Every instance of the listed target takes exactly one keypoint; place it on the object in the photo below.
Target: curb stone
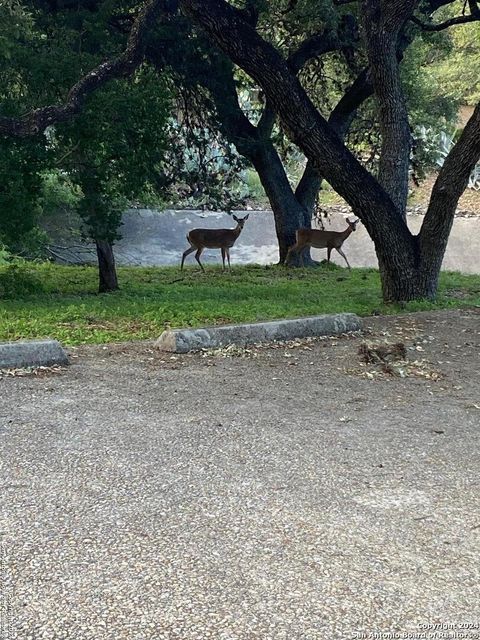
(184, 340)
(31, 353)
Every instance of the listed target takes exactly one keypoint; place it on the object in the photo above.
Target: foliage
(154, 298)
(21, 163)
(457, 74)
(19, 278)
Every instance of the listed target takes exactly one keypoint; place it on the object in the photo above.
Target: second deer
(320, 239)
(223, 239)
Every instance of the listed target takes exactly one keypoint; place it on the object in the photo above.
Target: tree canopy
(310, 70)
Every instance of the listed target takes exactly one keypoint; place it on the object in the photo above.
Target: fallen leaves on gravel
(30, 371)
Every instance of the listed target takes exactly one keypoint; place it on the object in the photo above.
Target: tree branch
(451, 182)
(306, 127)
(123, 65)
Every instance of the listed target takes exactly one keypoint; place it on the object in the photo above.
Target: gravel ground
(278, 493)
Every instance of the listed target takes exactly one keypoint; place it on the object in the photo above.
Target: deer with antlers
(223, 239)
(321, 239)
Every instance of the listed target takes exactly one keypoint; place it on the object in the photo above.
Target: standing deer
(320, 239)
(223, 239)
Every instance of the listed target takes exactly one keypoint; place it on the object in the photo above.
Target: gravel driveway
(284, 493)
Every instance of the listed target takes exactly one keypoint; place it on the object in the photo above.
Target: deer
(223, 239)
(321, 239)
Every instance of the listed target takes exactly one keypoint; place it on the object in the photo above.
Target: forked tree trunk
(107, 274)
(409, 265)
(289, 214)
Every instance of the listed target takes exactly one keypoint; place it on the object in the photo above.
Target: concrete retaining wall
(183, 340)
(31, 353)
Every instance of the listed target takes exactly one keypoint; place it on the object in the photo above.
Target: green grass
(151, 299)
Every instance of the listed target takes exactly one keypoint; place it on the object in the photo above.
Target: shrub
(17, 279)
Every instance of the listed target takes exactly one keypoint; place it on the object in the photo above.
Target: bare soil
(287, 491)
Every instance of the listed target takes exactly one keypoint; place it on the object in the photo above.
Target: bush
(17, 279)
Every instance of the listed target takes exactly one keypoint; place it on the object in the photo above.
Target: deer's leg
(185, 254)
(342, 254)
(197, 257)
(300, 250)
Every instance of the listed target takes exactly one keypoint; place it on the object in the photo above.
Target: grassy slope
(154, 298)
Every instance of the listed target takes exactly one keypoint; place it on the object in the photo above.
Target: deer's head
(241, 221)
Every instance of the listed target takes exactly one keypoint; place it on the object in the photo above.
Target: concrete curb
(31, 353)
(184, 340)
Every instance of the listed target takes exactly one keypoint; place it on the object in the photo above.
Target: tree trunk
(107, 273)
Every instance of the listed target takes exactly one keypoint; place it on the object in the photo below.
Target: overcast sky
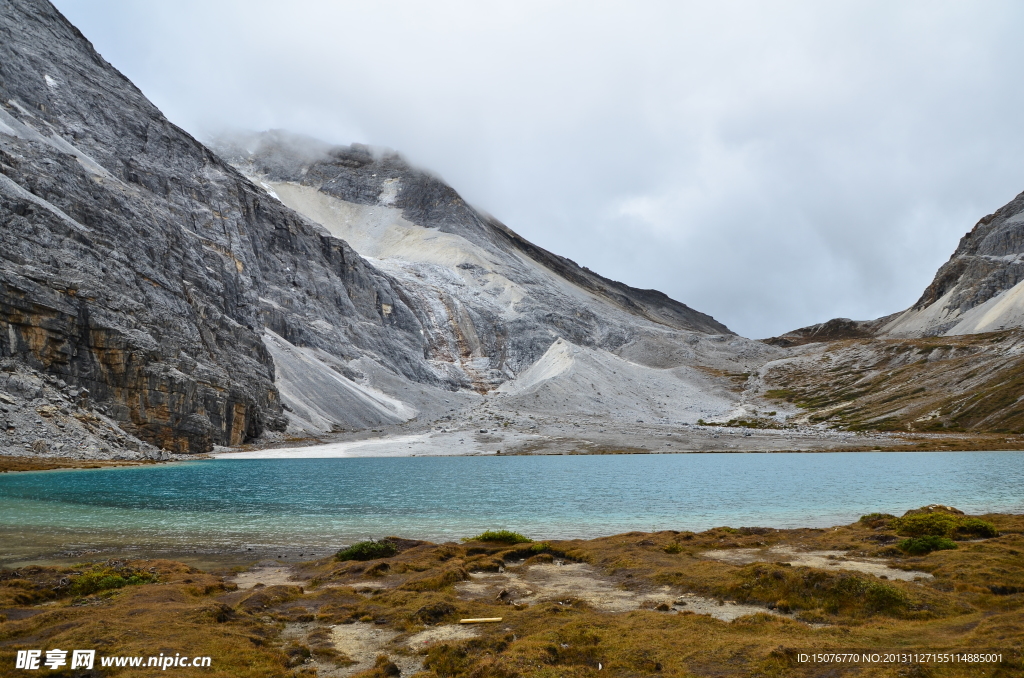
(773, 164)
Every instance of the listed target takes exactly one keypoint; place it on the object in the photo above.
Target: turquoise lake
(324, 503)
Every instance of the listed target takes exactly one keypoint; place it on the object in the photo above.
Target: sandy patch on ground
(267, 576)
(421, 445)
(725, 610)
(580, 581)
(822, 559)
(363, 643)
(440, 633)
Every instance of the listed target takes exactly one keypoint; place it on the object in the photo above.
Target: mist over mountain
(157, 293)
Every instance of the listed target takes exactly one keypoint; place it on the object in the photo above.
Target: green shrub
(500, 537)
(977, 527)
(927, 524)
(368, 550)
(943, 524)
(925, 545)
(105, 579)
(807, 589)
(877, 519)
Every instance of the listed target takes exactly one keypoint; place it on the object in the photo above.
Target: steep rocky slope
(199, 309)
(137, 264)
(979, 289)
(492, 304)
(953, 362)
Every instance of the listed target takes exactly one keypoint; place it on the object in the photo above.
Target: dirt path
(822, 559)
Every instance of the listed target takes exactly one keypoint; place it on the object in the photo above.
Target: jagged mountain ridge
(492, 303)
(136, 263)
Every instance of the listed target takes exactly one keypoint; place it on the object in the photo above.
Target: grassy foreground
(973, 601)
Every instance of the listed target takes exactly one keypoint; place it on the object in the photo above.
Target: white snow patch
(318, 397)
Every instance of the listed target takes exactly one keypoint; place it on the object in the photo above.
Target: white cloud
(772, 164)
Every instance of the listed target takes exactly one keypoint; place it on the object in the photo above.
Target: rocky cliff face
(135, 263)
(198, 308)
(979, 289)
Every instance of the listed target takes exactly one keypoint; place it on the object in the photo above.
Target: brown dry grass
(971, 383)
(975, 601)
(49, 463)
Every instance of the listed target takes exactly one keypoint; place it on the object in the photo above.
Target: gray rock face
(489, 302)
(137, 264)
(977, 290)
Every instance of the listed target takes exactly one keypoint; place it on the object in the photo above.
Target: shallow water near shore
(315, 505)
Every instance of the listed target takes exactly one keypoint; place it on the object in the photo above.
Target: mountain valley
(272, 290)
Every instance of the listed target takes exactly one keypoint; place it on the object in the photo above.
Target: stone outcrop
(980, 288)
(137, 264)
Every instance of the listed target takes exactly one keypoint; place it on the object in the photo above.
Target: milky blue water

_Written task_:
Every line above should be returned exactly; the pictures stay out.

_Task solution_:
Every instance of the listed target takes exactly one keypoint; place it on the object in the photo below.
Target: curb stone
(184, 340)
(31, 353)
Every instance of the listed target takes exactly one keypoint; place it on the object in the photo above.
Target: foliage
(154, 298)
(21, 163)
(457, 74)
(19, 278)
Every instance of the listed target takes exactly one keypoint; place it on the object in the photo above.
Target: second deer
(320, 239)
(223, 239)
Every instance of the listed target takes exactly one keypoint; place it on the object in the photo above.
Target: tree canopy
(310, 70)
Every instance of the listed target takes exactly one keypoint; place it on the object in the photo above.
Target: fallen leaves on gravel
(30, 371)
Every instance of the listed target takes exactly one keypoint; place it on the object in the photo above.
Target: tree branch
(451, 182)
(306, 127)
(123, 65)
Every instance of the listed target takes exactly one keypoint; place it on the object in the photo above.
Target: gravel ground
(278, 493)
Every instance of the listed target takes exactly one keypoint; place it on the object in the photo above.
Target: deer with antlers
(223, 239)
(321, 239)
Every instance of the listed target takes exactly one keypoint; place it on the object in the photo above.
Target: standing deer
(320, 239)
(223, 239)
Every instance of the listed target takes exactly one keypoint; place it on the object in the photo above.
Target: gravel driveway
(284, 493)
Every instance of the listed target takes exactly one keypoint; place it on the object in the photo above.
Target: deer
(223, 239)
(321, 239)
Every instance of the listed target takes exactly one keypoint; place it on the object in the photo above.
Target: forked tree trunk
(107, 274)
(409, 265)
(289, 214)
Every instance of the listed target takes exactly one keypoint; place it on the object in the photo above.
Target: concrete retaining wall
(183, 340)
(31, 353)
Every instance of the listed target takes exactly one keypoint; place it on the object in the photo above.
Target: green grass
(151, 299)
Every instance of the listed target takes exactly one keypoint; place it on the object in the photo above.
Target: shrub
(17, 279)
Every instance of the listed target takes exactly one keypoint; place it on the object in the photo above.
Target: bare soil
(287, 491)
Every instance of the listed target takes exactly one keypoint; place it on the object in the photo above.
Target: bush
(17, 279)
Every instance of the listed target takes exactly one keypoint; place it on the object in the photo above.
Target: deer's leg
(185, 254)
(342, 254)
(197, 257)
(300, 250)
Every instance of the listed target takes exactly one keypoint; place it on the object in the photo above.
Target: grassy slope
(154, 298)
Every instance of the listed target takes exactly one keypoint; place it on the object in the photo above.
Target: deer's head
(241, 221)
Every instance of the listed target takes exactly one keypoint; place it on the object in the photo above.
Target: concrete curb
(31, 353)
(184, 340)
Every instance of the listed target takes exactly one keypoint; place it on the object in the photo above.
Target: tree trunk
(107, 273)
Every instance of the listed target takes exactly one keypoint; place it on the object in the photo below.
Target: overcast sky
(773, 164)
Every instance of the listed target takes exactly one keypoint; place it on the object in the photo above.
Target: turquoise lake
(324, 503)
Every instance of the listed target takes exactly one keypoint; place it on the object in the photo above.
Target: sandy patch on ground
(267, 576)
(421, 445)
(725, 610)
(580, 581)
(822, 559)
(363, 643)
(440, 633)
Every instance of the listed target takes exactly one keypoint; place it on the object in the photo above.
Target: mist over mountain
(157, 293)
Every instance of the listed target takes exactly one keypoint; place it on the object in the photo above.
Target: green shrub
(500, 537)
(977, 527)
(927, 524)
(368, 550)
(943, 524)
(925, 545)
(105, 579)
(807, 589)
(877, 519)
Every instance of the listed target takes exactly one keypoint; place it on the object in the photo above.
Target: steep rocky slope
(199, 309)
(137, 264)
(979, 289)
(492, 304)
(953, 362)
Every instance of the listed target takes exactly one keypoint; place it on the object in the photo above.
Target: dirt path
(822, 559)
Every instance of the listed target takes exactly one keypoint; place it on the object in the photo above.
Target: jagged mountain ridge
(492, 303)
(136, 263)
Every instance of the listed target takes exactly one keypoint; place it on the object in the photo above.
Target: grassy foreground
(973, 601)
Every instance of the listed target takes exactly one keypoint; place it on the object in the photo above.
Target: white snow patch
(318, 397)
Every instance of the listed target takes exactly one keypoint; place it on the object in the photo above.
Target: white cloud
(772, 164)
Every instance of the listed target takes exactly one keypoint; place it on the object in the photo above.
Target: rocky cliff face
(135, 263)
(198, 308)
(979, 289)
Every instance of the listed target takes exactly one keypoint; place it on the object in the photo above.
Target: brown dry grass
(971, 383)
(975, 601)
(49, 463)
Every instance of the listed target takes exactly one keypoint; place it on the object in the photo above.
Target: gray rock face
(489, 302)
(137, 264)
(977, 290)
Every instance of the listed target takes exactly one keypoint; place it on the object in the photo above.
Target: shallow water near shore
(315, 505)
Every instance of the listed target takes exactly one keypoint; place it on the object in the photo above.
Target: mountain valley
(272, 290)
Every instance of the listed target takes exactly one keypoint; place it on the object in the photo above.
Target: stone outcrop
(980, 288)
(137, 264)
Every instance of the listed target takes exactly one keypoint; place it on the object in the photo above.
Target: milky blue water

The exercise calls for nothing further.